Work to complete: All of the data below is to be copied again without changes.

Data extract:
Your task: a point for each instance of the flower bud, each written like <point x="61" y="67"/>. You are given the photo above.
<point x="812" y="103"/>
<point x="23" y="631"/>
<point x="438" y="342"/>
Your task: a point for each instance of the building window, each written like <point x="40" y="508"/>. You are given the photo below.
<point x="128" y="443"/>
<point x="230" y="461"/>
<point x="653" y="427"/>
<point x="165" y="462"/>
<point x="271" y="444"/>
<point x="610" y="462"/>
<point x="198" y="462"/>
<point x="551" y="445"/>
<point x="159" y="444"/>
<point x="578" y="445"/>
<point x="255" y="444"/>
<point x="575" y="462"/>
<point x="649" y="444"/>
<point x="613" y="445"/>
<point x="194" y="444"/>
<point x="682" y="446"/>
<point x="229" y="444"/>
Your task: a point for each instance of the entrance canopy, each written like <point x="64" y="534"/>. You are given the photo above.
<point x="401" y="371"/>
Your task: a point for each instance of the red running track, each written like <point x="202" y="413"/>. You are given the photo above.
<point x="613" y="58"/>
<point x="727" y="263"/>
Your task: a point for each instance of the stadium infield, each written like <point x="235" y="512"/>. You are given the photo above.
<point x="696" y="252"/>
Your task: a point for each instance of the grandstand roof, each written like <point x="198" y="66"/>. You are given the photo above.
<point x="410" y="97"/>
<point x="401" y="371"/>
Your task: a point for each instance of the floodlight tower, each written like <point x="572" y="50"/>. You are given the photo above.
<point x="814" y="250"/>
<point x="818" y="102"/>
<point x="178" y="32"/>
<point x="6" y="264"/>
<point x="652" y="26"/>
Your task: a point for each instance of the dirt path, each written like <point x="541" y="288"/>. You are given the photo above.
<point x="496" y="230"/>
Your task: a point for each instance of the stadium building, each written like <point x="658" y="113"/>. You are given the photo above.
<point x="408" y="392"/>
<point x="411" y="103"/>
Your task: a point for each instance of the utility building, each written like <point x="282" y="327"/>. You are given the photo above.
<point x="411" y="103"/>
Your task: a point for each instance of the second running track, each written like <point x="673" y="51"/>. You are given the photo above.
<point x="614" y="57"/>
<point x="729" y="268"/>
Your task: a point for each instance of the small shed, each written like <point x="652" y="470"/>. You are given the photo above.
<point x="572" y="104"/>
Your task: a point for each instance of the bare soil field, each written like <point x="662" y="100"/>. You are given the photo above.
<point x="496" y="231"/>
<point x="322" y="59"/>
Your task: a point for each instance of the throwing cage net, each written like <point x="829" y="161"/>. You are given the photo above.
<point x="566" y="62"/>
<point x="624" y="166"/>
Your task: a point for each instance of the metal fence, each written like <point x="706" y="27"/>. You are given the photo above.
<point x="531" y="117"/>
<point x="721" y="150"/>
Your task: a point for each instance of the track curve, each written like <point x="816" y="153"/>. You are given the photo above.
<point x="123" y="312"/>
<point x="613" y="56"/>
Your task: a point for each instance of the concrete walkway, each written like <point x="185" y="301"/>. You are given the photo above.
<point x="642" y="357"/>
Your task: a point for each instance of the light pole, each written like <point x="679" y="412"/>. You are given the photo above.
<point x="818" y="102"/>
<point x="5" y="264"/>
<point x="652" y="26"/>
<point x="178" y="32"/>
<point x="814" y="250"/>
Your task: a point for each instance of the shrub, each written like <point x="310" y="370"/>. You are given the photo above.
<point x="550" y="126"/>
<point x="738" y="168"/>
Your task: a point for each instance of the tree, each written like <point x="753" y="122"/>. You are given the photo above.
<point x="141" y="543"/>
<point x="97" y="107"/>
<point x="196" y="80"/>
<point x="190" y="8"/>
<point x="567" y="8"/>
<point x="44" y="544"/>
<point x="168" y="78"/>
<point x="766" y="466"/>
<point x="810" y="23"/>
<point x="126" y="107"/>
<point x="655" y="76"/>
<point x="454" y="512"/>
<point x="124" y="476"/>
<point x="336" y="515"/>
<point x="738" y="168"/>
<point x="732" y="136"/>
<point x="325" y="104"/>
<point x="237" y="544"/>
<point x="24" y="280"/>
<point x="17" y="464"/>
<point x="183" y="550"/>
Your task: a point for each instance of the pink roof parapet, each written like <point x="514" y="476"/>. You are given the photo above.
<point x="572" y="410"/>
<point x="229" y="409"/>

Final answer:
Your task: a point for each instance of the flower bud, each written like <point x="61" y="67"/>. You are given the photo above.
<point x="812" y="103"/>
<point x="23" y="631"/>
<point x="438" y="342"/>
Your task: a point for each instance of the building window, each written like <point x="40" y="508"/>. You are given the photo below.
<point x="128" y="443"/>
<point x="230" y="461"/>
<point x="653" y="427"/>
<point x="165" y="462"/>
<point x="271" y="444"/>
<point x="610" y="462"/>
<point x="198" y="462"/>
<point x="551" y="445"/>
<point x="159" y="444"/>
<point x="578" y="445"/>
<point x="255" y="444"/>
<point x="575" y="462"/>
<point x="649" y="444"/>
<point x="613" y="445"/>
<point x="194" y="444"/>
<point x="682" y="446"/>
<point x="229" y="444"/>
Your task: a point for each instance of the entrance canopy, each written like <point x="64" y="534"/>. You are given the photo above.
<point x="401" y="371"/>
Your task: a point for each instance of the red running track, each written like <point x="202" y="413"/>. You are given the photo above.
<point x="613" y="58"/>
<point x="727" y="263"/>
Your task: a point for each instance of the stadium infield, each written like <point x="235" y="512"/>. You are given the photo above.
<point x="696" y="252"/>
Your task: a point for each instance of the grandstand roof, each written like <point x="198" y="66"/>. You are given the photo above.
<point x="410" y="97"/>
<point x="401" y="371"/>
Your task: a point for each instance of the floodlight tower, each written like <point x="572" y="50"/>. You are given the photo above.
<point x="814" y="250"/>
<point x="818" y="102"/>
<point x="178" y="32"/>
<point x="6" y="264"/>
<point x="652" y="26"/>
Your task: a point for each instance of the dirt path, each written like <point x="541" y="288"/>. You are given the photo above.
<point x="496" y="230"/>
Your task: a point for each instance of the stadium building, each written like <point x="658" y="113"/>. You are given the photo above.
<point x="408" y="392"/>
<point x="411" y="103"/>
Your task: a point for each instance of the utility building, each written like <point x="282" y="327"/>. You are given the photo above.
<point x="411" y="103"/>
Your task: a point for each instance of the second running track, each written like <point x="673" y="51"/>. You are given the photo above.
<point x="614" y="57"/>
<point x="729" y="268"/>
Your task: a point for each instance of the small shed, each written like <point x="652" y="470"/>. You are given the photo above.
<point x="572" y="104"/>
Your task: a point for each instance of the bare soil field, each written like <point x="662" y="100"/>. You are given the photo above.
<point x="496" y="231"/>
<point x="322" y="59"/>
Your task: a point for each instance of the throwing cage net, each written like <point x="829" y="161"/>. You are given the photo above.
<point x="566" y="62"/>
<point x="624" y="166"/>
Your task: a point for each instance of the metal fence, each written like <point x="706" y="27"/>. You are given the photo above.
<point x="531" y="117"/>
<point x="721" y="150"/>
Your task: a point for each instance of the track curve, each written like <point x="816" y="153"/>. You are given the photo above.
<point x="123" y="312"/>
<point x="613" y="56"/>
Your task: a point for each instance of the concrete walkway, each written like <point x="185" y="301"/>. You are given the photo above.
<point x="642" y="357"/>
Your task: a point for each instance of the light pole, each written like <point x="679" y="412"/>. You are given the photo above.
<point x="818" y="102"/>
<point x="5" y="264"/>
<point x="652" y="26"/>
<point x="178" y="32"/>
<point x="814" y="250"/>
Your task: a point for each instance of the shrub, each written like <point x="310" y="370"/>. You are given the photo above.
<point x="550" y="126"/>
<point x="738" y="168"/>
Your task: a point for each instance of the tree, each written like <point x="753" y="122"/>. You are given the photo above.
<point x="141" y="543"/>
<point x="97" y="107"/>
<point x="196" y="80"/>
<point x="190" y="8"/>
<point x="567" y="8"/>
<point x="44" y="544"/>
<point x="168" y="78"/>
<point x="766" y="466"/>
<point x="810" y="23"/>
<point x="126" y="107"/>
<point x="655" y="76"/>
<point x="454" y="512"/>
<point x="124" y="476"/>
<point x="336" y="515"/>
<point x="738" y="168"/>
<point x="732" y="136"/>
<point x="325" y="104"/>
<point x="237" y="544"/>
<point x="24" y="280"/>
<point x="17" y="464"/>
<point x="183" y="550"/>
Your task: a point for each instance of the pink roof parapet, each written like <point x="514" y="476"/>. You are given the photo above.
<point x="572" y="410"/>
<point x="229" y="409"/>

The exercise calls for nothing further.